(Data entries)
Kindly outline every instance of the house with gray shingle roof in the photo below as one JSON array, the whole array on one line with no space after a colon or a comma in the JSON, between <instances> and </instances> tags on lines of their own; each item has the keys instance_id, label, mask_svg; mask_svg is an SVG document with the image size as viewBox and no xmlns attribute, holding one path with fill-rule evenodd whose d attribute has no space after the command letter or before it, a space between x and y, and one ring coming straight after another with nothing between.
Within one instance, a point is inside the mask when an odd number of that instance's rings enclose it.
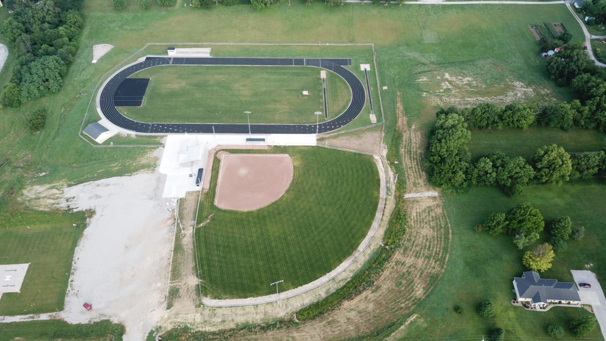
<instances>
[{"instance_id":1,"label":"house with gray shingle roof","mask_svg":"<svg viewBox=\"0 0 606 341\"><path fill-rule=\"evenodd\" d=\"M536 308L545 308L549 303L581 303L574 283L543 279L535 271L526 271L521 277L514 277L513 288L518 301L528 302Z\"/></svg>"}]
</instances>

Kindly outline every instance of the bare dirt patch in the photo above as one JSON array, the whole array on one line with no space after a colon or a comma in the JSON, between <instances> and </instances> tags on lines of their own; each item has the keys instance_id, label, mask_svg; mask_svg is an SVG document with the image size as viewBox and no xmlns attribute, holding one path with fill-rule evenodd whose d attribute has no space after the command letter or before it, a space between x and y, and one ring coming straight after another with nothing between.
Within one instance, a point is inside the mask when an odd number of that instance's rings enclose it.
<instances>
[{"instance_id":1,"label":"bare dirt patch","mask_svg":"<svg viewBox=\"0 0 606 341\"><path fill-rule=\"evenodd\" d=\"M221 152L215 204L224 209L253 211L282 197L293 180L288 154L230 154Z\"/></svg>"},{"instance_id":2,"label":"bare dirt patch","mask_svg":"<svg viewBox=\"0 0 606 341\"><path fill-rule=\"evenodd\" d=\"M318 144L378 154L382 141L382 126L379 126L350 133L336 134L321 138Z\"/></svg>"}]
</instances>

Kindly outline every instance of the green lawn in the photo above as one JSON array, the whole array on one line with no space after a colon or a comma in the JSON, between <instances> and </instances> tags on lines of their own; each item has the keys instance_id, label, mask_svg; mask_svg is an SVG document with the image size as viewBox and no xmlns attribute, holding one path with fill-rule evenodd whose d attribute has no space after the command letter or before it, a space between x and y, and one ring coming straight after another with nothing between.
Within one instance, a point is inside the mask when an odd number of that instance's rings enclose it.
<instances>
[{"instance_id":1,"label":"green lawn","mask_svg":"<svg viewBox=\"0 0 606 341\"><path fill-rule=\"evenodd\" d=\"M61 310L74 249L86 226L84 212L25 214L11 225L0 229L0 263L31 264L21 292L2 295L0 316Z\"/></svg>"},{"instance_id":2,"label":"green lawn","mask_svg":"<svg viewBox=\"0 0 606 341\"><path fill-rule=\"evenodd\" d=\"M342 78L327 73L332 118L351 95ZM152 78L143 105L118 109L142 122L245 123L247 110L251 123L315 123L314 112L324 111L317 67L168 66L132 77Z\"/></svg>"},{"instance_id":3,"label":"green lawn","mask_svg":"<svg viewBox=\"0 0 606 341\"><path fill-rule=\"evenodd\" d=\"M70 325L59 320L0 323L0 340L122 340L124 327L103 320Z\"/></svg>"},{"instance_id":4,"label":"green lawn","mask_svg":"<svg viewBox=\"0 0 606 341\"><path fill-rule=\"evenodd\" d=\"M585 237L569 241L565 252L556 252L553 269L544 278L573 280L571 269L591 270L599 278L606 277L603 246L606 243L606 184L603 181L579 181L561 186L531 186L514 198L494 188L478 189L461 195L444 194L452 226L450 258L444 276L436 288L414 311L419 317L405 328L404 339L452 337L486 335L490 329L501 327L506 336L524 338L548 336L547 326L558 324L567 329L570 320L589 314L584 309L556 307L546 312L527 311L510 304L514 298L511 282L525 271L522 255L509 236L476 233L473 226L484 221L493 211L505 212L522 201L539 209L546 220L568 215L573 228L585 226ZM545 233L539 242L548 241ZM492 299L496 317L482 319L476 307L484 299ZM456 314L455 305L463 308ZM532 331L531 333L529 331ZM601 337L599 328L588 337Z\"/></svg>"},{"instance_id":5,"label":"green lawn","mask_svg":"<svg viewBox=\"0 0 606 341\"><path fill-rule=\"evenodd\" d=\"M213 165L198 223L210 220L196 233L205 296L261 296L274 292L269 283L276 280L284 280L281 291L309 283L345 260L370 228L379 177L370 157L319 147L269 152L290 155L293 181L280 199L254 211L213 205L219 163Z\"/></svg>"},{"instance_id":6,"label":"green lawn","mask_svg":"<svg viewBox=\"0 0 606 341\"><path fill-rule=\"evenodd\" d=\"M522 129L476 130L467 144L471 160L501 151L509 157L530 160L536 150L555 143L568 152L600 150L606 148L606 134L592 129L574 128L566 132L558 128L533 127Z\"/></svg>"}]
</instances>

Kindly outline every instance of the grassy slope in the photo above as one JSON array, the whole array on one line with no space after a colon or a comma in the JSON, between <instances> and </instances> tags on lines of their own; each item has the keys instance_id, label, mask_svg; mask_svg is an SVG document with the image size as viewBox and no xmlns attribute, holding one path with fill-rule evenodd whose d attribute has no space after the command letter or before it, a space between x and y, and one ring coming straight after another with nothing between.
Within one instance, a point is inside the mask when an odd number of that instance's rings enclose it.
<instances>
[{"instance_id":1,"label":"grassy slope","mask_svg":"<svg viewBox=\"0 0 606 341\"><path fill-rule=\"evenodd\" d=\"M450 260L442 279L415 310L419 317L406 328L404 337L485 334L490 328L497 326L504 328L507 336L523 337L532 330L533 337L547 337L548 325L559 324L567 329L570 320L588 314L581 309L556 307L546 312L536 312L511 306L511 281L525 271L521 263L524 251L518 249L510 237L477 234L473 228L485 220L491 212L504 212L525 201L539 209L547 220L568 215L575 228L585 226L587 237L581 241L569 241L568 250L556 253L553 269L542 276L570 282L570 269L584 270L585 264L593 263L595 266L591 271L604 278L604 184L582 181L562 186L533 186L513 198L496 189L474 189L462 195L445 195L453 228ZM540 242L547 241L549 238L544 234ZM492 299L496 304L494 319L483 320L476 312L476 305L485 298ZM463 308L462 315L453 311L456 305ZM570 332L567 333L571 336ZM598 328L587 337L599 335Z\"/></svg>"},{"instance_id":2,"label":"grassy slope","mask_svg":"<svg viewBox=\"0 0 606 341\"><path fill-rule=\"evenodd\" d=\"M238 151L237 152L240 152ZM319 147L275 148L293 159L284 195L251 212L213 206L214 186L201 204L196 231L204 295L248 297L296 288L334 269L359 245L375 217L379 183L367 156ZM213 164L213 183L218 162Z\"/></svg>"},{"instance_id":3,"label":"grassy slope","mask_svg":"<svg viewBox=\"0 0 606 341\"><path fill-rule=\"evenodd\" d=\"M85 226L84 212L25 214L12 225L0 229L0 263L31 264L21 292L2 295L0 316L61 310L74 249Z\"/></svg>"},{"instance_id":4,"label":"grassy slope","mask_svg":"<svg viewBox=\"0 0 606 341\"><path fill-rule=\"evenodd\" d=\"M530 160L536 150L555 143L568 152L599 150L606 148L606 134L597 130L574 128L565 132L557 128L473 130L467 144L475 160L501 151L510 157Z\"/></svg>"},{"instance_id":5,"label":"grassy slope","mask_svg":"<svg viewBox=\"0 0 606 341\"><path fill-rule=\"evenodd\" d=\"M251 123L315 123L314 112L324 111L316 67L163 66L132 77L152 78L145 101L119 110L143 122L245 123L245 110ZM344 96L329 101L330 118L351 98L342 78L331 79L335 94Z\"/></svg>"},{"instance_id":6,"label":"grassy slope","mask_svg":"<svg viewBox=\"0 0 606 341\"><path fill-rule=\"evenodd\" d=\"M0 323L0 340L122 340L124 327L103 320L88 325L70 325L49 320Z\"/></svg>"}]
</instances>

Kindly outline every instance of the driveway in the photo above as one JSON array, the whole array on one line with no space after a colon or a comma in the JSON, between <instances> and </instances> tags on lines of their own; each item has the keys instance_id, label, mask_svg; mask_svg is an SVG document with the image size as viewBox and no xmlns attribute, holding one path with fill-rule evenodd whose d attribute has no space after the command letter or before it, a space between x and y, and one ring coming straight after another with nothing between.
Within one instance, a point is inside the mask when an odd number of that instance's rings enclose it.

▶ TASK BRIEF
Write out again, exactly, the lines from the one holding "Kindly outline every instance of the driveway" through the end of the listing, with both ends included.

▶ THE RESPONSE
Kindly outline every instance of the driveway in the photo above as one JSON array, the whole array on one line with no space after a colon or a comma in the JSON, between <instances> and </instances> tags on lines of their own; each item has the keys instance_id, label, mask_svg; mask_svg is an SVG document with the image size as viewBox and no xmlns attribute, holding one path with fill-rule evenodd whose d attribute has no space after the command letter or before it, a space between x and y, and one ring coming straight after another with nothing between.
Within one instance, a point is inside the mask when an odd number of that instance's rings enclose it.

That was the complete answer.